>> BEGIN ENTRIES PROVIDED

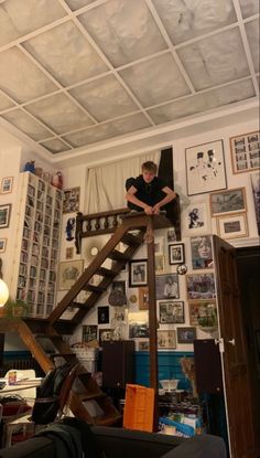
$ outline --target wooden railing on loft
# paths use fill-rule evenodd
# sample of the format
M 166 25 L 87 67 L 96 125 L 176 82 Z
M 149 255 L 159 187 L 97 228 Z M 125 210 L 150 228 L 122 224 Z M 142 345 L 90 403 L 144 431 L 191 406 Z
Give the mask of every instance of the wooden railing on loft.
M 169 205 L 171 205 L 171 211 L 167 217 L 175 230 L 176 239 L 181 241 L 181 210 L 178 194 Z M 130 210 L 128 207 L 108 210 L 107 212 L 91 213 L 88 215 L 78 212 L 76 216 L 75 234 L 77 254 L 82 251 L 82 238 L 113 233 L 121 224 L 121 217 L 126 216 L 129 212 Z

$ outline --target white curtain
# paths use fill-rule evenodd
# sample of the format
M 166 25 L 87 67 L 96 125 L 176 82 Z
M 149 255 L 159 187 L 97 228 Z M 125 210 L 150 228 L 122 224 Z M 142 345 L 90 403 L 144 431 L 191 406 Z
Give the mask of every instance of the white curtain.
M 85 214 L 106 212 L 127 206 L 124 182 L 141 173 L 141 164 L 153 161 L 159 166 L 161 151 L 150 151 L 87 171 Z

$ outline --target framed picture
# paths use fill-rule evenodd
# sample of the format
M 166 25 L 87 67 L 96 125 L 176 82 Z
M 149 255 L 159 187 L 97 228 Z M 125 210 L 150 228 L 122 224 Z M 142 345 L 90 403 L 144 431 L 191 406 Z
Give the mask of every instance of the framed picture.
M 248 236 L 247 214 L 226 215 L 217 217 L 217 233 L 221 238 Z
M 227 188 L 223 140 L 185 149 L 187 195 Z
M 74 247 L 73 246 L 67 247 L 65 252 L 66 259 L 73 259 L 73 255 L 74 255 Z
M 129 312 L 128 322 L 129 339 L 149 337 L 148 311 Z
M 149 309 L 149 292 L 148 287 L 143 286 L 139 288 L 139 310 Z
M 185 260 L 184 244 L 175 243 L 169 245 L 169 264 L 183 264 Z
M 187 274 L 187 299 L 215 299 L 216 288 L 213 273 L 208 274 Z
M 194 202 L 182 212 L 183 234 L 187 236 L 210 232 L 206 202 Z
M 196 328 L 177 328 L 177 343 L 193 343 L 196 339 Z
M 246 189 L 237 188 L 228 191 L 214 192 L 209 195 L 212 216 L 223 213 L 246 212 Z
M 0 253 L 4 253 L 7 248 L 7 238 L 0 238 Z
M 98 324 L 109 323 L 109 306 L 100 306 L 97 308 Z
M 184 302 L 183 301 L 162 301 L 159 302 L 160 323 L 184 323 Z
M 98 331 L 99 345 L 102 347 L 104 342 L 108 342 L 110 340 L 112 340 L 112 329 L 110 328 L 99 329 Z
M 207 308 L 208 305 L 214 305 L 215 312 L 217 313 L 216 300 L 210 300 L 210 302 L 207 300 L 188 302 L 188 317 L 191 326 L 198 326 L 198 317 Z
M 58 266 L 58 289 L 71 289 L 83 273 L 83 259 L 65 260 Z
M 97 324 L 83 326 L 83 342 L 91 342 L 91 340 L 97 340 Z
M 252 185 L 252 195 L 254 204 L 254 213 L 258 226 L 258 235 L 260 235 L 260 174 L 251 173 L 251 185 Z
M 170 230 L 167 230 L 167 243 L 172 243 L 172 242 L 176 242 L 177 236 L 175 233 L 174 227 L 171 227 Z
M 63 213 L 74 213 L 79 211 L 80 188 L 64 190 Z
M 1 181 L 0 194 L 12 192 L 13 177 L 3 178 Z
M 259 131 L 230 137 L 230 152 L 232 172 L 242 173 L 260 167 L 260 138 Z
M 174 330 L 159 330 L 158 331 L 158 348 L 159 349 L 175 349 L 176 348 L 176 331 Z
M 154 253 L 161 255 L 164 253 L 164 237 L 154 238 Z
M 138 342 L 138 351 L 149 351 L 149 340 L 142 340 L 141 342 Z
M 11 215 L 11 204 L 0 205 L 0 228 L 8 227 Z
M 148 284 L 148 259 L 129 260 L 129 287 Z
M 155 274 L 162 274 L 165 270 L 165 257 L 161 254 L 155 254 Z
M 193 269 L 213 268 L 213 243 L 210 235 L 191 237 Z
M 155 276 L 156 299 L 180 299 L 178 275 Z

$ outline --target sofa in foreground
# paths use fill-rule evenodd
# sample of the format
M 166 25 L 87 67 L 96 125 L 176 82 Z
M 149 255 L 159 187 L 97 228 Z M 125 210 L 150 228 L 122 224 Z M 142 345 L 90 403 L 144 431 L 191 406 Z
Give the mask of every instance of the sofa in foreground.
M 61 428 L 51 425 L 37 436 L 1 449 L 0 458 L 226 458 L 224 440 L 207 434 L 186 439 L 86 424 Z

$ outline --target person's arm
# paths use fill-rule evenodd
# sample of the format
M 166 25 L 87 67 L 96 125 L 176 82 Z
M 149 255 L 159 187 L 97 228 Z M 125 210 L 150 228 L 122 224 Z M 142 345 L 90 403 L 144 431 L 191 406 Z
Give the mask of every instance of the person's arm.
M 153 214 L 153 209 L 152 206 L 148 205 L 147 203 L 140 201 L 134 194 L 137 192 L 137 188 L 131 187 L 129 188 L 127 194 L 126 194 L 126 199 L 128 202 L 131 202 L 138 206 L 140 206 L 141 209 L 144 210 L 144 212 L 147 213 L 147 215 L 152 215 Z
M 173 199 L 176 198 L 175 191 L 173 191 L 169 187 L 164 187 L 162 191 L 166 194 L 165 198 L 163 198 L 160 202 L 156 203 L 156 205 L 153 206 L 153 213 L 159 214 L 161 206 L 165 205 L 166 203 L 173 201 Z

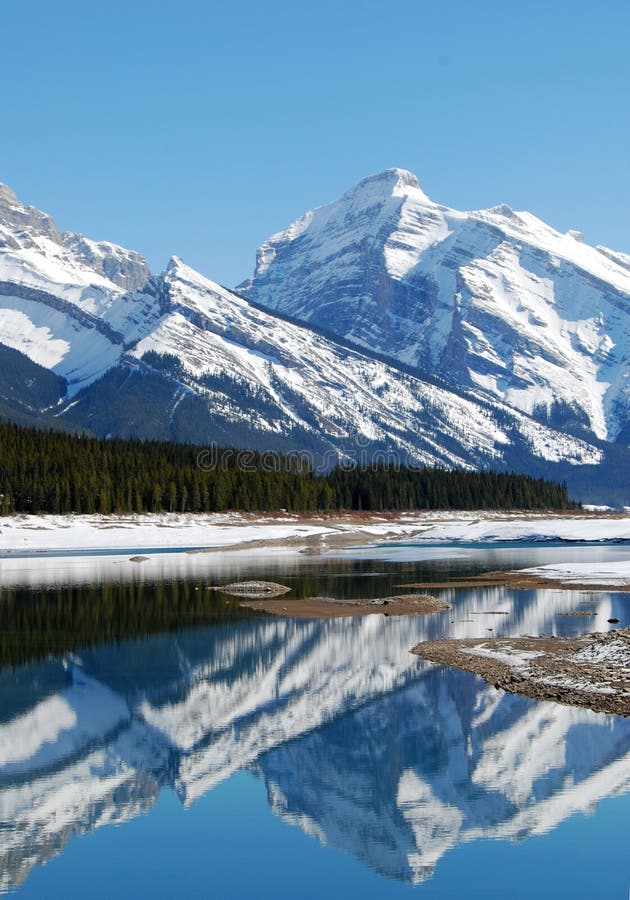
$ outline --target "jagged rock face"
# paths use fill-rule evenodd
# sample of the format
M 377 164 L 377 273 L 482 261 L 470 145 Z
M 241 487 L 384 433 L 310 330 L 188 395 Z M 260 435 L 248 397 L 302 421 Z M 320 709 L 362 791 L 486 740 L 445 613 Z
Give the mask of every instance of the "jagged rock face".
M 34 206 L 24 206 L 10 187 L 0 184 L 0 247 L 33 246 L 33 235 L 61 243 L 61 235 L 50 216 Z
M 30 361 L 66 386 L 61 402 L 53 409 L 42 403 L 39 410 L 32 396 L 25 410 L 22 391 L 10 383 L 0 386 L 3 415 L 6 398 L 16 414 L 98 435 L 306 451 L 323 466 L 339 459 L 370 461 L 376 453 L 380 461 L 515 469 L 566 479 L 577 496 L 590 499 L 584 471 L 587 490 L 597 490 L 599 480 L 610 485 L 613 502 L 626 502 L 630 467 L 619 454 L 609 460 L 610 448 L 588 434 L 566 433 L 567 415 L 578 425 L 584 420 L 581 407 L 558 401 L 556 414 L 560 410 L 565 418 L 558 430 L 479 384 L 466 391 L 455 387 L 468 372 L 461 354 L 469 329 L 463 301 L 456 304 L 452 327 L 444 329 L 446 320 L 436 310 L 444 307 L 445 296 L 437 276 L 420 271 L 424 257 L 418 249 L 438 238 L 448 241 L 443 235 L 455 214 L 431 204 L 408 173 L 368 179 L 346 195 L 341 219 L 334 209 L 316 211 L 290 229 L 284 243 L 272 241 L 261 253 L 263 268 L 277 274 L 282 254 L 290 257 L 291 244 L 302 240 L 311 247 L 309 266 L 321 290 L 334 292 L 334 272 L 340 271 L 344 296 L 351 300 L 344 305 L 331 295 L 321 321 L 334 323 L 341 310 L 341 330 L 352 344 L 260 308 L 177 258 L 151 276 L 133 251 L 59 235 L 48 216 L 22 206 L 8 189 L 2 196 L 9 224 L 0 224 L 0 344 L 25 358 L 20 371 Z M 468 227 L 464 222 L 461 233 Z M 474 230 L 496 245 L 496 228 L 475 220 Z M 363 234 L 358 249 L 357 231 Z M 328 254 L 323 266 L 317 249 L 322 242 Z M 296 273 L 285 269 L 292 290 Z M 450 277 L 447 266 L 439 271 L 442 280 Z M 373 274 L 378 290 L 370 293 Z M 352 294 L 355 287 L 360 302 Z M 414 310 L 420 308 L 424 318 L 418 324 Z M 401 351 L 413 368 L 375 359 L 379 340 L 413 345 L 415 357 L 408 346 Z M 448 358 L 450 384 L 420 371 L 421 341 L 425 368 L 439 369 L 434 360 Z M 530 338 L 523 333 L 518 341 L 527 347 Z M 357 350 L 360 344 L 369 351 Z M 462 377 L 453 379 L 457 371 Z M 618 379 L 620 419 L 621 385 Z M 593 480 L 583 467 L 596 465 Z M 595 499 L 602 502 L 599 495 Z
M 256 309 L 179 259 L 151 277 L 138 254 L 59 235 L 48 216 L 3 196 L 0 343 L 66 380 L 54 415 L 72 426 L 305 450 L 328 465 L 366 448 L 464 467 L 601 459 L 586 441 Z M 360 203 L 357 216 L 367 227 Z
M 627 431 L 630 259 L 530 213 L 448 209 L 391 169 L 271 237 L 240 289 L 541 421 Z
M 125 291 L 139 291 L 151 276 L 146 259 L 108 241 L 91 241 L 82 234 L 62 235 L 63 242 L 87 266 Z

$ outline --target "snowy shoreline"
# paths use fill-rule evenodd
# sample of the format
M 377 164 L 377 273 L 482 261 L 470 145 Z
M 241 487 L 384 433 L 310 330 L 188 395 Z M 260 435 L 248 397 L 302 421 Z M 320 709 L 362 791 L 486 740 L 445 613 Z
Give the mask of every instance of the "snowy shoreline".
M 313 539 L 413 539 L 427 543 L 629 541 L 630 515 L 430 511 L 391 515 L 13 515 L 0 518 L 0 554 L 137 548 L 229 550 Z
M 244 513 L 122 516 L 14 515 L 0 519 L 0 582 L 31 586 L 109 577 L 187 577 L 211 573 L 237 560 L 298 564 L 307 556 L 363 556 L 390 548 L 400 557 L 423 552 L 453 556 L 467 544 L 503 542 L 629 542 L 627 559 L 559 561 L 522 570 L 550 586 L 594 590 L 630 588 L 630 515 L 603 513 L 500 513 L 431 511 L 392 515 L 300 517 Z M 387 549 L 386 549 L 387 552 Z M 142 555 L 137 565 L 130 558 Z M 394 557 L 392 557 L 394 558 Z M 426 557 L 425 557 L 426 558 Z M 125 573 L 126 574 L 123 574 Z M 520 572 L 519 572 L 520 574 Z M 454 584 L 453 586 L 456 586 Z

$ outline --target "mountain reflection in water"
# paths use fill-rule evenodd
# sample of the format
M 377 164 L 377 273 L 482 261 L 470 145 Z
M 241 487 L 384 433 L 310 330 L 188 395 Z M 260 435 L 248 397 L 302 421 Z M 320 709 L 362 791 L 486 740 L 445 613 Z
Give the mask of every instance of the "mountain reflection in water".
M 458 622 L 497 608 L 496 589 L 462 597 Z M 568 602 L 501 599 L 521 633 Z M 1 887 L 164 788 L 190 804 L 244 768 L 285 820 L 407 882 L 461 842 L 543 833 L 628 789 L 630 722 L 409 653 L 445 621 L 234 620 L 3 670 Z

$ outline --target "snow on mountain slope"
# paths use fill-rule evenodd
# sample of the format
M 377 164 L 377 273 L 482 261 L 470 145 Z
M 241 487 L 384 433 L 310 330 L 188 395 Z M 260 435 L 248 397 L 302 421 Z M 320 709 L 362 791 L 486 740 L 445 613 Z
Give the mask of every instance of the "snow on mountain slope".
M 398 171 L 368 179 L 344 202 L 350 219 L 340 224 L 331 207 L 289 234 L 318 229 L 328 241 L 325 272 L 341 265 L 359 280 L 369 254 L 353 257 L 347 221 L 360 222 L 375 247 L 386 237 L 388 277 L 400 279 L 418 268 L 427 248 L 449 239 L 457 218 Z M 264 263 L 270 272 L 272 255 Z M 362 321 L 356 318 L 357 327 Z M 353 330 L 350 337 L 361 340 Z M 67 395 L 56 414 L 97 434 L 308 450 L 330 464 L 375 451 L 424 464 L 524 470 L 602 459 L 587 441 L 496 398 L 488 402 L 478 386 L 462 396 L 341 346 L 257 308 L 179 259 L 151 276 L 137 253 L 60 234 L 49 216 L 5 186 L 0 343 L 62 376 Z M 364 343 L 378 346 L 376 338 Z
M 155 296 L 137 290 L 148 276 L 139 254 L 60 234 L 0 185 L 0 340 L 65 378 L 70 395 L 158 317 Z
M 614 440 L 630 420 L 630 257 L 507 206 L 366 178 L 259 249 L 257 303 Z
M 513 443 L 546 460 L 600 458 L 587 443 L 507 408 L 480 406 L 257 309 L 179 259 L 163 281 L 166 312 L 129 356 L 176 356 L 200 393 L 211 393 L 212 378 L 223 390 L 226 379 L 245 386 L 257 398 L 248 414 L 258 430 L 293 425 L 341 452 L 374 442 L 418 462 L 458 466 L 500 464 Z M 228 414 L 238 421 L 246 412 L 241 402 Z

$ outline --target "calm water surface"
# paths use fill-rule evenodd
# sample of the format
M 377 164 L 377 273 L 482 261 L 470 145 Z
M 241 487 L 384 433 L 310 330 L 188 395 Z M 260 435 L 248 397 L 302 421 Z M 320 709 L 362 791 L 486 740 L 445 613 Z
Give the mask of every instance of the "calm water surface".
M 627 624 L 629 595 L 447 589 L 453 609 L 433 616 L 293 621 L 207 587 L 262 577 L 297 596 L 377 597 L 629 554 L 399 544 L 0 562 L 0 890 L 625 900 L 630 722 L 514 697 L 409 650 L 603 630 Z

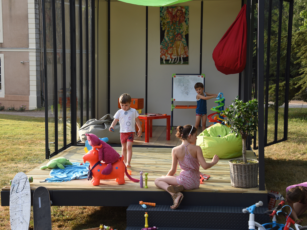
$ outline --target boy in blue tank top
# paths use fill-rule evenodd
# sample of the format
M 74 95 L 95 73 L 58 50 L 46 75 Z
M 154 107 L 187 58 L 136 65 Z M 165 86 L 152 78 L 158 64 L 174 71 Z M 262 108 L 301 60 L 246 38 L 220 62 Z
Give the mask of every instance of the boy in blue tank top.
M 196 96 L 197 107 L 196 108 L 196 121 L 195 127 L 198 128 L 201 118 L 202 128 L 204 131 L 206 128 L 206 122 L 207 120 L 207 102 L 206 100 L 217 97 L 218 94 L 204 92 L 204 84 L 200 82 L 196 83 L 194 88 L 197 92 Z

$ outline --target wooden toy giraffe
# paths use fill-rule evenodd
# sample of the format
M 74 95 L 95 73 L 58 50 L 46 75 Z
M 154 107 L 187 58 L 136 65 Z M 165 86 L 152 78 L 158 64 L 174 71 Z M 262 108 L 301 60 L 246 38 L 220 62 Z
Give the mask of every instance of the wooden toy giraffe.
M 147 175 L 148 174 L 148 173 L 145 173 L 145 187 L 144 187 L 146 189 L 148 188 L 148 186 L 147 186 L 147 179 L 148 179 Z

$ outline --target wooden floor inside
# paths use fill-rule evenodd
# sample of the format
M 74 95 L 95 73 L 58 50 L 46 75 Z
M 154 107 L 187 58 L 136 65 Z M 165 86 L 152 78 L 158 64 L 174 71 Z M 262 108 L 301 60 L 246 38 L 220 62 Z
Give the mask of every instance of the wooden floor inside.
M 150 143 L 144 143 L 143 141 L 142 143 L 141 140 L 142 138 L 143 139 L 144 138 L 144 133 L 143 137 L 136 138 L 136 142 L 134 143 L 135 145 L 133 147 L 133 154 L 131 161 L 132 167 L 129 169 L 132 171 L 131 176 L 133 178 L 139 179 L 140 171 L 143 171 L 144 173 L 148 172 L 148 188 L 140 188 L 139 182 L 134 182 L 130 181 L 126 175 L 125 176 L 125 183 L 120 185 L 118 184 L 115 180 L 101 180 L 99 186 L 94 186 L 92 185 L 91 182 L 88 181 L 87 179 L 74 180 L 60 182 L 42 182 L 46 178 L 50 177 L 49 175 L 50 169 L 41 170 L 40 169 L 41 166 L 46 165 L 48 162 L 47 161 L 27 174 L 28 176 L 33 177 L 33 182 L 30 184 L 31 192 L 33 192 L 38 187 L 42 186 L 46 187 L 49 191 L 53 191 L 54 194 L 54 191 L 57 190 L 146 192 L 163 191 L 162 190 L 156 186 L 154 181 L 156 178 L 166 175 L 170 169 L 172 164 L 172 148 L 152 148 L 150 146 L 148 147 L 138 147 L 136 145 L 138 144 L 146 145 L 148 144 L 152 144 L 151 143 L 154 142 L 156 144 L 159 144 L 162 145 L 173 146 L 181 144 L 181 142 L 178 142 L 177 138 L 175 140 L 174 138 L 175 134 L 173 133 L 172 134 L 171 140 L 169 141 L 163 140 L 162 139 L 165 139 L 165 137 L 163 138 L 161 135 L 158 137 L 158 133 L 161 130 L 164 130 L 163 129 L 165 128 L 165 127 L 160 126 L 155 128 L 154 130 L 153 130 L 153 137 L 150 139 L 150 141 L 152 142 Z M 166 133 L 166 132 L 164 132 Z M 120 155 L 121 154 L 121 147 L 113 148 Z M 83 162 L 82 156 L 85 153 L 84 146 L 72 146 L 58 154 L 56 157 L 63 157 L 69 159 L 71 162 L 81 163 Z M 255 154 L 252 151 L 248 151 L 247 155 L 247 159 L 256 159 Z M 209 161 L 211 160 L 211 159 L 206 159 Z M 203 192 L 237 193 L 241 194 L 262 194 L 261 195 L 266 194 L 267 193 L 266 190 L 259 191 L 258 187 L 243 189 L 235 188 L 231 186 L 228 162 L 229 160 L 229 159 L 220 159 L 216 165 L 205 170 L 202 169 L 201 167 L 200 172 L 210 175 L 210 177 L 204 183 L 200 184 L 199 189 L 184 190 L 184 191 L 191 192 L 195 194 L 196 193 Z M 176 175 L 179 174 L 180 170 L 178 164 Z M 143 178 L 145 178 L 144 174 Z M 145 181 L 144 184 L 145 185 Z M 2 188 L 2 192 L 6 191 L 8 191 L 9 192 L 10 188 L 10 186 L 8 185 Z M 260 195 L 261 194 L 258 194 L 258 195 Z M 186 200 L 186 198 L 185 199 Z
M 155 145 L 155 146 L 169 146 L 174 147 L 181 144 L 181 141 L 176 137 L 176 127 L 174 127 L 170 135 L 170 140 L 166 140 L 166 127 L 165 126 L 153 126 L 152 137 L 149 138 L 149 142 L 145 142 L 145 133 L 143 132 L 142 136 L 135 136 L 134 145 Z M 201 127 L 197 130 L 198 134 L 202 132 Z

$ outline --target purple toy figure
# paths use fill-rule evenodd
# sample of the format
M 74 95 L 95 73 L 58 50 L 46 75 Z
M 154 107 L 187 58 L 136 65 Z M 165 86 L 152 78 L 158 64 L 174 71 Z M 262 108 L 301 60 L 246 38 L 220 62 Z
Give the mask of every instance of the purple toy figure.
M 141 176 L 140 177 L 140 186 L 141 188 L 143 187 L 143 171 L 140 171 L 140 175 L 141 175 Z

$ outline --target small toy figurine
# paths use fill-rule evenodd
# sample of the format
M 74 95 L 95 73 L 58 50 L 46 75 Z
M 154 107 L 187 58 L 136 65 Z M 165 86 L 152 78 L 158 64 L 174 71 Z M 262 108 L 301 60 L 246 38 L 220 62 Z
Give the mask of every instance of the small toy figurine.
M 146 174 L 145 173 L 145 174 L 146 175 Z M 144 215 L 144 216 L 145 217 L 145 226 L 144 227 L 145 228 L 148 227 L 148 221 L 147 220 L 147 218 L 148 217 L 148 214 L 147 214 L 147 212 L 145 213 L 145 215 Z
M 142 228 L 141 230 L 157 230 L 158 228 L 157 228 L 155 226 L 154 226 L 152 228 Z
M 140 171 L 140 186 L 141 188 L 143 187 L 143 171 Z
M 148 178 L 147 177 L 147 175 L 148 174 L 148 173 L 145 173 L 145 187 L 144 187 L 146 189 L 148 188 L 148 186 L 147 186 L 147 179 Z
M 139 203 L 140 205 L 142 205 L 143 204 L 145 204 L 146 205 L 149 205 L 150 206 L 152 206 L 153 207 L 156 207 L 156 203 L 150 203 L 150 202 L 143 202 L 142 201 L 139 201 Z

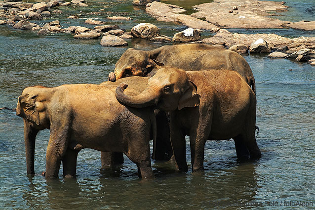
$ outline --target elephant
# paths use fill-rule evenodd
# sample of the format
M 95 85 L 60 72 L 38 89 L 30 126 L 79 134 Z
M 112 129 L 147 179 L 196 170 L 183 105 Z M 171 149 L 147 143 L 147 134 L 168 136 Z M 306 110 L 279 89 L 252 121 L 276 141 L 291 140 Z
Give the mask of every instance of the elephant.
M 188 170 L 185 135 L 190 136 L 193 171 L 203 170 L 207 140 L 233 138 L 238 157 L 261 157 L 255 135 L 256 95 L 238 73 L 165 67 L 149 79 L 140 94 L 125 94 L 127 86 L 122 83 L 116 89 L 116 97 L 122 104 L 135 108 L 154 105 L 170 112 L 171 142 L 180 170 Z
M 117 86 L 121 83 L 126 83 L 128 84 L 128 88 L 131 88 L 141 93 L 147 87 L 148 80 L 148 77 L 135 76 L 118 79 L 115 82 L 104 82 L 100 84 Z M 157 122 L 157 132 L 158 135 L 157 135 L 156 143 L 154 145 L 155 153 L 155 155 L 152 156 L 152 159 L 158 161 L 168 161 L 173 155 L 173 150 L 169 138 L 169 118 L 165 112 L 155 110 L 154 112 Z M 123 157 L 121 153 L 113 154 L 102 152 L 101 157 L 103 167 L 113 166 L 123 163 Z
M 50 130 L 46 151 L 46 178 L 76 175 L 78 154 L 84 148 L 121 152 L 138 167 L 139 176 L 152 178 L 149 140 L 156 140 L 152 108 L 127 107 L 117 101 L 117 85 L 64 84 L 27 87 L 18 97 L 16 115 L 24 119 L 27 173 L 34 174 L 35 140 Z M 127 90 L 130 95 L 139 92 Z
M 109 80 L 114 82 L 133 76 L 151 77 L 164 66 L 185 71 L 235 71 L 256 93 L 253 73 L 241 55 L 221 47 L 200 43 L 165 45 L 148 51 L 128 48 L 115 64 L 115 73 L 110 73 Z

>> END ENTRIES PROVIDED

WHAT YOU SHOULD DO
Please state how many lines in the rows above contain the word "purple". Give only the number.

RESPONSE
2